_TEXT_.

*** Begin section ***

Reprinted with permission from Alternet

The Federal Election Commission has continued to shrink in size: Republican Commissioner Matthew S. Peterson has announced his resignation, which will bring the FEC down to only three members.

With only three commissioners, the FEC, which enforces election law, won’t be able to form a quorum — the minimum number of members — required to take substantial actions. As the New York Times reported, this includes: “holding board meetings, starting audits, making new rules and levying fines for campaign finance violations.”

As the 2020 presidential election is only 15 months away, MSNBC’s Rachel Maddow finds Peterson’s departure to be a “very alarming” development — and Maddow voiced her concerns when FEC Chair Ellen Weintraub appeared on her show on Monday night.

Maddow asked Weintraub, a Democrat, if she could assure her that Peterson’s departure is “not as bad as it seems.”

“Well, it’s not great,” the chair responded. “It’s definitely not great, Rachel. But I want to assure the American people that the agency is not closing its doors. We have a dedicated staff who will continue to show up for work every day, and we will make sure that we fulfill our core mission of disclosure — of following the money and making sure the American people can follow the money, and finding out who is supporting which candidates, and how they’re spending their money.”

Weintraub quickly added, however, that lacking a quorum poses some major problems for the FEC.

“It is definitely not good for us not to have a quorum because we can continue to do investigations that have already been authorized, but we can’t authorize any new investigations,” Weintraub told Maddow. “We can’t issue any rules. We can’t issue any advisory opinions.”

Weintraub added, “We’ve been limping along with four members for a while now…. It’s hard to maintain a quorum when you’ve only got the bare four.”

The FEC chair told Maddow that it would be quite possible for new FEC commissioners to be nominated by President Donald Trump and confirmed by the U.S. Senate “in fairly short order if they decide to do so.” But when the FEC “ran out of a quorum” in 2008, Weintraub noted, it “took months before they decided to fill the empty seats and bring us back to full strength.”

“I am sincerely hoping we are not going to run into that situation again,” Weintraub told Maddow.

*** End section ***

(Items from a data source)
*** Begin section ***

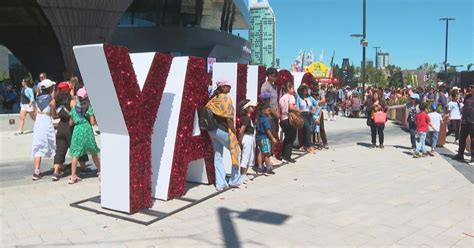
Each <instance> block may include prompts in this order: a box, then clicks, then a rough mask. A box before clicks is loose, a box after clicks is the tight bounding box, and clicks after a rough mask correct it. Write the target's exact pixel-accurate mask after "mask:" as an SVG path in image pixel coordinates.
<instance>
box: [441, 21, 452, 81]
mask: <svg viewBox="0 0 474 248" xmlns="http://www.w3.org/2000/svg"><path fill="white" fill-rule="evenodd" d="M439 20H440V21H445V22H446V41H445V46H444V77H445V80H446V81H447V79H448V33H449V32H448V30H449V21H454V20H456V19H455V18H452V17H444V18H440V19H439Z"/></svg>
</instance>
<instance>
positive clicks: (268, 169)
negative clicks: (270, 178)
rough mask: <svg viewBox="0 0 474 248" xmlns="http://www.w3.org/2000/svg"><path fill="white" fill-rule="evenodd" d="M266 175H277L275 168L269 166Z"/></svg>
mask: <svg viewBox="0 0 474 248" xmlns="http://www.w3.org/2000/svg"><path fill="white" fill-rule="evenodd" d="M265 175H275V172H274V171H273V168H268V169H267V171H265Z"/></svg>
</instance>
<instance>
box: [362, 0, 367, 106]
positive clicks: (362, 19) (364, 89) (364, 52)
mask: <svg viewBox="0 0 474 248" xmlns="http://www.w3.org/2000/svg"><path fill="white" fill-rule="evenodd" d="M362 12H363V13H362V16H363V17H362V18H363V19H362V26H363V27H362V29H363V31H362V39H363V40H365V37H366V35H367V33H366V28H365V21H366V20H365V19H366V18H365V16H366V2H365V0H363V4H362ZM361 70H362V95H363V97H364V100H365V80H366V78H365V46H364V45H362V68H361Z"/></svg>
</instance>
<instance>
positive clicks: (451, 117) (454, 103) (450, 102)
mask: <svg viewBox="0 0 474 248" xmlns="http://www.w3.org/2000/svg"><path fill="white" fill-rule="evenodd" d="M461 107H462V106H461V104H458V103H457V102H453V101H450V102H449V103H448V110H449V111H450V114H449V119H450V120H460V119H461V109H460V108H461Z"/></svg>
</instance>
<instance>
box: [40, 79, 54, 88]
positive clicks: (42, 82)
mask: <svg viewBox="0 0 474 248" xmlns="http://www.w3.org/2000/svg"><path fill="white" fill-rule="evenodd" d="M55 84H56V83H55V82H53V81H51V80H49V79H45V80H43V81H41V82H40V83H39V85H38V86H39V87H40V88H41V89H47V88H49V87H51V86H53V85H55Z"/></svg>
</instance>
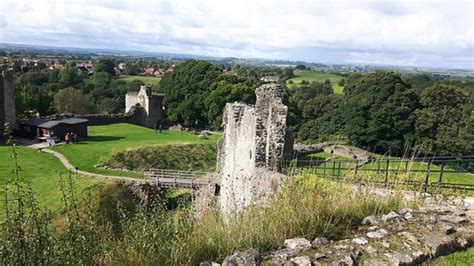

*** End section ***

_ASSIGNMENT_.
Transcribe everything in the article on the FEC losing its quorum, from "With only three" down to "on Monday night.".

_WRITTEN REPLY_.
With only three commissioners, the FEC, which enforces election law, won’t be able to form a quorum — the minimum number of members — required to take substantial actions. As the New York Times reported, this includes: “holding board meetings, starting audits, making new rules and levying fines for campaign finance violations.”

As the 2020 presidential election is only 15 months away, MSNBC’s Rachel Maddow finds Peterson’s departure to be a “very alarming” development — and Maddow voiced her concerns when FEC Chair Ellen Weintraub appeared on her show on Monday night.